No worries if you didn’t get anything of what I just said, everything will be explained in the next sections and you’ll be able to do some mental gymnastic to link back to this little history part.

What are signals

A signal is an asynchronous message or event that interrupts a running process. They are intrinsically defined by their effects.
Signals are software interrupts, just like hardware interrupts, they nudge or notify a process, stop its normal flow of execution, and then the process decides what to do with the signal it receives. For that reason they can be used as a limited form of inter-process communication. They’re useful in the case where you need small computational and memory footprint because the signals are implemented at the kernel level.

Signals weren’t meant to be used as IPC but BSD adding SIGUSR1 and SIGUSR2 allowed to do this more easily. Doing IPC this way introduces many unexpected issues.

Hardware

Signals are comparable to hardware interrupts, which are nudges the hardware push when it wants to tell the CPU something. For instance the disk input output interface nudges the CPU when it finishes an operation. When the CPU is nudged, the kernel handles it in an interrupt handler, it’s just a function that chooses what to do based on the source and cause of the interrupt.
Imagine it like event driven programming, because this is what it is.

One might wonder if there’s a direct relation between hardware interrupts and signals. That’s a fair question to ask.
There is in fact one.
Let’s take an explanatory scenario. When a process attempts to execute any code that generates a hardware exception or failure the cpu will receive an interrupt from that piece of hardware.

For example dividing by zero.
Just like we mentioned above, it’s a hardware nudge.

What’s the next step, the kernel enters the event handling routine, which here is the kernel exception handler. Now depending on the situation, sometimes the kernel can handle the failure by itself and continue execution normally, otherwise, in other situations it has to propagate it. The kernel, in this case, defers the exception to the faulty process in the form of a signal corresponding to the error.
The division by zero would send back to the process a SIGFPE signal, floating-point exception, or if the process wants to access and address outside its memory virtual address space it would get a SIGSEGV signal. But, it’s important to mention, that’s only on x86 CPUs. Because, like everything hardware related, this differs from architecture to architecture.
The mapping between those signal names and exceptions is dependent upon the architectures, since exception types differ between architectures.

Another thing to mention is how this affects the asynchronicity versus synchronicity of the signal handling. This depends on the source of the signal and the underlying reason or cause.
Synchronous signals occur as a result of executing instructions that are error prone and unrecoverable. Errors that need immediate handling, such as division by zero. Those signals are sent to the faulty thread that caused the error within the process.
This is the type we mentioned above.
It’s also referred to as a trap because the kernel initiate its trap handler. But the name trap is also used for any signal handler function.

On the other hand, asynchronous signals are external to the process or thread itself. It’s another process initiating a system call that will then push the signal to the target process. We’ll discuss the specific system calls later.

Let’s add that synchronicity is usually assured if it’s the process itself that initiate the signal even though it can be using system calls that are asynchronous. Like the synchronous ones, the asynchronous ones are usually referred to as interrupts. But again, the naming convention are mixed, and can be used interchangeably. However, you cannot assume that a signal will be handled synchronously or asynchronously and that’s one of the issues.

▸ Data listing
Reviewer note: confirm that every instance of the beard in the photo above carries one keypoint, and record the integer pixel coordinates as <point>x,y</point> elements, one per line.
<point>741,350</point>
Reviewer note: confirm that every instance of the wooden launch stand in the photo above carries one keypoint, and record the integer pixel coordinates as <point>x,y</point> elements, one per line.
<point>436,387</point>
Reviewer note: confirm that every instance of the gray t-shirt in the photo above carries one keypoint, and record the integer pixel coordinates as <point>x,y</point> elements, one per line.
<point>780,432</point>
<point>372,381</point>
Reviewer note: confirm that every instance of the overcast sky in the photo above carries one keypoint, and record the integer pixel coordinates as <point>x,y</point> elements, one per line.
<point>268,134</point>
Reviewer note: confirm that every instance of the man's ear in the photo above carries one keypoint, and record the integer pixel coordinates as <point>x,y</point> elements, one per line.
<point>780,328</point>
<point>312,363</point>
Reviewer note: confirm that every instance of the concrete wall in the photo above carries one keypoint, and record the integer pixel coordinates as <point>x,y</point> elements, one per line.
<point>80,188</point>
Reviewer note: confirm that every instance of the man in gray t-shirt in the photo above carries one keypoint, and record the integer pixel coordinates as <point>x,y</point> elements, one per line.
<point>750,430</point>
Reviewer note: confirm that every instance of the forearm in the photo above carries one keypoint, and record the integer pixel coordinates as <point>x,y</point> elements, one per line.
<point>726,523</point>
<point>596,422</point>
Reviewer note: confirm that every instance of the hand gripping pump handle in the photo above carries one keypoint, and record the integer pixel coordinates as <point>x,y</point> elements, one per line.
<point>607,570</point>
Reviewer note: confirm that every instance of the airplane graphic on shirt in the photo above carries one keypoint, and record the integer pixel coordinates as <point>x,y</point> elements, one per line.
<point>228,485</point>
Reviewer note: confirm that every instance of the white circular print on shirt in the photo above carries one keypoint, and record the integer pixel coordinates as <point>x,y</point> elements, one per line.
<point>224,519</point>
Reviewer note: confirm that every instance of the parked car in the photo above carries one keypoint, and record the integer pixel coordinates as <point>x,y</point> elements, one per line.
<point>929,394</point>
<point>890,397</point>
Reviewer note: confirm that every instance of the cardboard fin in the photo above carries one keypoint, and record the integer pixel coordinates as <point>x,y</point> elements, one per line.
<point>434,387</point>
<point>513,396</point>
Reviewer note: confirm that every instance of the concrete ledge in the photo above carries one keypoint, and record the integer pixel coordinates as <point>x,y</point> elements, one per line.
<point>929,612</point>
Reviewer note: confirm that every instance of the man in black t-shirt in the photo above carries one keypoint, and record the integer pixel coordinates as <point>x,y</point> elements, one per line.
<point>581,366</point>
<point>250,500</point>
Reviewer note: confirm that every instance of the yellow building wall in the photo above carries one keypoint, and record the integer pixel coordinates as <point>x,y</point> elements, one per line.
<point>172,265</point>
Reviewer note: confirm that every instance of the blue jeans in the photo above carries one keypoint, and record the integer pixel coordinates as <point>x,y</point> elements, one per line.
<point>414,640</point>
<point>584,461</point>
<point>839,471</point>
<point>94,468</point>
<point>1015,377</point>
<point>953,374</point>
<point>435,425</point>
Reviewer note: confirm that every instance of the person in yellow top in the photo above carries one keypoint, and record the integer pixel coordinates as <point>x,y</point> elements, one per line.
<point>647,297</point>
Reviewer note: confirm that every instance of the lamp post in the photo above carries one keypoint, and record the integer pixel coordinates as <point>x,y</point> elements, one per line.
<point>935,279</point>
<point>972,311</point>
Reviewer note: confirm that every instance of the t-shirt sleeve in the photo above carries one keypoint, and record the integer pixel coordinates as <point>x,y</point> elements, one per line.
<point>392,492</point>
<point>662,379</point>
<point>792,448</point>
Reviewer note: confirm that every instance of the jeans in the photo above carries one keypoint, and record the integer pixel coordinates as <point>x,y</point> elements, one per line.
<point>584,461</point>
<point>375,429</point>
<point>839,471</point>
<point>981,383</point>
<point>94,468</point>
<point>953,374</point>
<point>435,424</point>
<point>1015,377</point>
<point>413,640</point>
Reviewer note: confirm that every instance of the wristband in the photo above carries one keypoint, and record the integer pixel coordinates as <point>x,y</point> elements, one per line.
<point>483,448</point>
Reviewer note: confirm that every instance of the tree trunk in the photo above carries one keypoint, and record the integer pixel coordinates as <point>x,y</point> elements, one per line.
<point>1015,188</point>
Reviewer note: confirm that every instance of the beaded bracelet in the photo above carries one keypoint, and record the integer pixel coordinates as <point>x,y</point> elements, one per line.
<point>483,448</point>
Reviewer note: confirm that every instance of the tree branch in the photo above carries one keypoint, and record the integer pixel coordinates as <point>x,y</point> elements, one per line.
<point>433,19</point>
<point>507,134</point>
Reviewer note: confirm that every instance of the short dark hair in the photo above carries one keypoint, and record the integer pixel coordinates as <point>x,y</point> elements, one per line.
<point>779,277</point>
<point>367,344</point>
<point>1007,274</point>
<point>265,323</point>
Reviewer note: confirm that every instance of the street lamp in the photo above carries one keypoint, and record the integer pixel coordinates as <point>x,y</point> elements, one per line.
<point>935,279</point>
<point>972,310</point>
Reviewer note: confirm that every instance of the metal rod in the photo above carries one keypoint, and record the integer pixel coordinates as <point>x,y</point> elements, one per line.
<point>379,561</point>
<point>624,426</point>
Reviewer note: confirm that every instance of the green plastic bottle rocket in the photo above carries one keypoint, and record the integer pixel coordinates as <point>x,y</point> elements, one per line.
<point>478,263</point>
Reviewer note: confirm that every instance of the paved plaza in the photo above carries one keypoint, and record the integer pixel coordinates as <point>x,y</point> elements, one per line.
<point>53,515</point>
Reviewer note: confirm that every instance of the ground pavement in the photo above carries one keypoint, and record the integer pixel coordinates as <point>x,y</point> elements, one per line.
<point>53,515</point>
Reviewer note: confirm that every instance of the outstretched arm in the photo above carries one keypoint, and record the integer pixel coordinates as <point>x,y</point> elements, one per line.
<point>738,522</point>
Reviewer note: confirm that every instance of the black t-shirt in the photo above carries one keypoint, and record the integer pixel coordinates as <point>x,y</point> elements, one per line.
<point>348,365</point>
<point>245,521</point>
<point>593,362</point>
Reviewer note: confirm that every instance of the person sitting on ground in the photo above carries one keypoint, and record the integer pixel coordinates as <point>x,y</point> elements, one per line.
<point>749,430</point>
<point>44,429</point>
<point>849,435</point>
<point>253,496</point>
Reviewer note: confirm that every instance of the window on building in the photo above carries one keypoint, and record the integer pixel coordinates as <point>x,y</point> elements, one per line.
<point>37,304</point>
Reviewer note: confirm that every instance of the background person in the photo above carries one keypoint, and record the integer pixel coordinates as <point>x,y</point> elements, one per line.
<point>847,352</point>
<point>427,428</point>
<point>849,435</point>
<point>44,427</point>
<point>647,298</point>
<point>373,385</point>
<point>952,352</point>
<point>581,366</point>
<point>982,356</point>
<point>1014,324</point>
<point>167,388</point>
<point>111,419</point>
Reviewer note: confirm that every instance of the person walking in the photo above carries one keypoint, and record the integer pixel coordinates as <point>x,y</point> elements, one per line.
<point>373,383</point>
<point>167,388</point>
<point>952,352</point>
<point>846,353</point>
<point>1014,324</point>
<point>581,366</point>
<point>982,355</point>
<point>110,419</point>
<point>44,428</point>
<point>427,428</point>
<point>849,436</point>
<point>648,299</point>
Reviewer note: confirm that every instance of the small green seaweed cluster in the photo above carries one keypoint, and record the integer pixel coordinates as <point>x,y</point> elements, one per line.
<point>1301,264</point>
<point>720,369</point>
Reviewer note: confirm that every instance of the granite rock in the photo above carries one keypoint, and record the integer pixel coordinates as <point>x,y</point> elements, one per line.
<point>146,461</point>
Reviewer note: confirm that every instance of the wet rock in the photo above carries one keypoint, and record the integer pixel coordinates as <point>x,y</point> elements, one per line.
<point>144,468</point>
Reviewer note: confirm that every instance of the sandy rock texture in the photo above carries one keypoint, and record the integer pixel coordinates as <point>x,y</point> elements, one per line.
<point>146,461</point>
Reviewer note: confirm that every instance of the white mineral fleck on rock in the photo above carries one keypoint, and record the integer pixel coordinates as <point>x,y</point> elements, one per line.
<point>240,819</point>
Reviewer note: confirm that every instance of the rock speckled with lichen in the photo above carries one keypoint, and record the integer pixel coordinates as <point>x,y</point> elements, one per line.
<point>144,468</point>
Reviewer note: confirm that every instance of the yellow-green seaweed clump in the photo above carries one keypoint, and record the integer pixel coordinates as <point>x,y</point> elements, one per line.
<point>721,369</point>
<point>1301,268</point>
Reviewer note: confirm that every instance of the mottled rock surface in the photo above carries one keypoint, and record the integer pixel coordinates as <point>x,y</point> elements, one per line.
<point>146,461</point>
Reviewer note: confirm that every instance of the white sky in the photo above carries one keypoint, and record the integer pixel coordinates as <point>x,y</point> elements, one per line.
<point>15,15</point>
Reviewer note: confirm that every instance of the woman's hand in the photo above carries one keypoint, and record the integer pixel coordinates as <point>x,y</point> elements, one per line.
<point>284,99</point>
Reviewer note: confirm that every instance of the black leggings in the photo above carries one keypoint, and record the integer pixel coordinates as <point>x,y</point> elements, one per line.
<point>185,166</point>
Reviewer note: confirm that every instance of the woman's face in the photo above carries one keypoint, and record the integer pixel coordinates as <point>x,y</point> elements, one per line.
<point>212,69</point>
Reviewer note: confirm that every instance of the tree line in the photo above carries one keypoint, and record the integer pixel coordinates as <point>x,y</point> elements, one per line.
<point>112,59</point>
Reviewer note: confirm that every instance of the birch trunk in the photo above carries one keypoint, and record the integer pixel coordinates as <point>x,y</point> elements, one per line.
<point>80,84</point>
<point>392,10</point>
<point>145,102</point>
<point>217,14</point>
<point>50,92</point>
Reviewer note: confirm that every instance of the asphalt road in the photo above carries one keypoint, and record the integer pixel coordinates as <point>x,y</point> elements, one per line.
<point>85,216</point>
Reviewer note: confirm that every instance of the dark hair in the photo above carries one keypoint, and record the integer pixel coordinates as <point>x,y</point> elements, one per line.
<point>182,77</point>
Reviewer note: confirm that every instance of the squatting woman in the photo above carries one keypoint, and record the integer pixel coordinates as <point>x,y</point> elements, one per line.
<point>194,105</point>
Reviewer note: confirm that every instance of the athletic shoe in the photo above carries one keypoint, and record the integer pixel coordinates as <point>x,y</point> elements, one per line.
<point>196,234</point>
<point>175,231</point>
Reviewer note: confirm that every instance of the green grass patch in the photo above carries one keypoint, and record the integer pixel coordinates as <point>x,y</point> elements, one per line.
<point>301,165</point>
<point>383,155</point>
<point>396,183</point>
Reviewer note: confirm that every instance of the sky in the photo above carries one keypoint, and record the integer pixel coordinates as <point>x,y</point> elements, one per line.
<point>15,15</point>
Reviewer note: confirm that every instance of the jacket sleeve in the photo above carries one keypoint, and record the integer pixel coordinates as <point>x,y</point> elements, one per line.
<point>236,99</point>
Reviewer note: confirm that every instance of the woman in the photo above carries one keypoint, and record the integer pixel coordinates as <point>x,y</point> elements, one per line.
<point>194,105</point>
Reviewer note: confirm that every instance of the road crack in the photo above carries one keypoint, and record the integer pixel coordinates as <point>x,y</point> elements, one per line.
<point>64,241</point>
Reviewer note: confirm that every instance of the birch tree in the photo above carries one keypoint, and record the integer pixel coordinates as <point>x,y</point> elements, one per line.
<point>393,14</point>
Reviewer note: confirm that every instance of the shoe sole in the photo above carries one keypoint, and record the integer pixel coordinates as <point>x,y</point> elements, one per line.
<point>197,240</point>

▸ Tasks to complete
1 - Can you reproduce the rows verbatim, starting with the line that contains "Reviewer note: confirm that every instance of the white circular" and going on through the line that contains "<point>972,311</point>", including both of those lines?
2 - Continue the passage on signals, picking up right after its final sentence.

▸ Solved tasks
1 -
Reviewer note: confirm that every instance of the white circular print on shirt in the photo above carries one keypoint, and record the integer pixel coordinates as <point>x,y</point> elements, one per line.
<point>224,519</point>
Reviewer note: confirm that every instance of the parked car in the photo above carries one keypoint, and record the integer pixel coordinates as <point>x,y</point> elements, one per line.
<point>929,394</point>
<point>890,397</point>
Reviewer note: confirm that every instance of the cardboard fin in the photo above carries one keypoint, and record the integer pixel coordinates as <point>x,y</point> elements, one per line.
<point>434,387</point>
<point>513,396</point>
Reviewer note: confirm that every instance of the concrete ledge in the photo above carries one keypoint, and record the integer pixel coordinates as <point>x,y</point> elements, one per line.
<point>929,612</point>
Reviewer note: confirm that every instance of the man in black t-shirt in the photo above carries one keypoint, and record the integer pixel coordinates as <point>x,y</point> elements, one per line.
<point>581,366</point>
<point>250,500</point>
Reviewer note: confirm that every instance of the yellow building wall in the photo above carries one keypoint, and record the integer pixel coordinates as <point>x,y</point> elements, one per line.
<point>172,265</point>
Reviewer note: confirm that every instance of the blue jeans in the photo above carries one keypoint, and record the integer pixel coordinates as <point>x,y</point> elements, one per line.
<point>414,640</point>
<point>584,461</point>
<point>839,471</point>
<point>94,468</point>
<point>1015,377</point>
<point>953,374</point>
<point>435,425</point>
Reviewer note: confirm that every instance of the person in yellow top in the photo above carries one keypoint, and record the integer pixel coordinates as <point>x,y</point> elements, one per line.
<point>647,297</point>
Reviewer note: confirm that every instance of the lamp post in the photo above carries one keypoint, and record the integer pixel coordinates as <point>x,y</point> elements, one per line.
<point>935,279</point>
<point>972,311</point>

2 -
Synchronicity

There are ways to make sure the messages are sent in order, or synchronously, or at least try to avoid the issue.
You can suspend execution until a signal is received by using the

pause(2)        Suspends execution until any signal is caught.
sigsuspend(2)   Temporarily  changes the signal mask (see below) and
                suspends execution until one of the unmasked signals
                is caught.

Or you can try to synchronously catch signals by avoiding using signal handlers and instead block execution until a signal is delivered using:

sigwaitinfo(2), sigtimedwait(2), and sigwait(3) suspend execution until one of the signals in a specified set is delivered. Each of these calls returns information about the delivered signal.
signalfd(2) [Linux specific] returns a file descriptor that can be used to read information about signals that are delivered to the caller. Each read(2) from this file descriptor blocks until one of the signals in the set specified in the signalfd(2) call is delivered to the caller. The buffer returned by read(2) contains a structure describing the signal.

Last but not least you can modify the signal mask, that is to modify the status of signals, between blocked, pending, and delivered. “A set of bits representing their status.”

When a signal is blocked it won’t be delivered until its unblocked, it’ll stay in pending mode in a kernel queue.

This mask is specific to the thread and there are system calls to manipulate them. But that poses the problem of a signal directed at a process and not a thread, the kernel will still send that signal to the process to an arbitrary thread that doesn’t have it blocked.
You can then unblock the handlers on demand and process the signals.
A nota bene here, blocking signal is extremely useful when you don’t want your process to suddenly stop executing in critical parts of your code to avoid race conditions and interruptions. We’ll come back to this idea when discussing atomic instructions.

So to recap those 3 new handling ways they mostly consist of blocking the process or/and signals and wait so that we can safely poll new signals by releasing the process or the signals. There are many examples in the show notes. Those all introduce even more issues of their own.

Meanings

Signals come from many sources. What can be and is signaled exactly?

Something executing the system call that transmit a signal to a process
Sending a signal from the process unto itself
When a child process exits
When the parent process dies or hangup
When the program behaves incorrectly
Hardware failure

Each of those should have a unique signal name, at least to categorize them. Those abbreviated signal names begin with SIG, they have this prepended. For instance SIGINT, the signal interrupt that is sent when a user hits ctrl+c on the shell when a program is executing. So what are the standard signals?

You can specify a signal by its number or by its name. The POSIX specifies many signal names that are common between unix OSs however, the numbers aren’t all portable, they might differ from one unix like OS to another. There are some that are portable across them, their numbers are static. They are the following:

Signal  Portable number Default Action        Description
`----------------------------------------------------------------------------`
SIGHUP     1            Terminate             Hangup/ line hangup
SIGINT     2            Terminate             Terminal interrupt signal. (ctr-c)
SIGQUIT    3            Terminate (core dump) Terminal quit signal.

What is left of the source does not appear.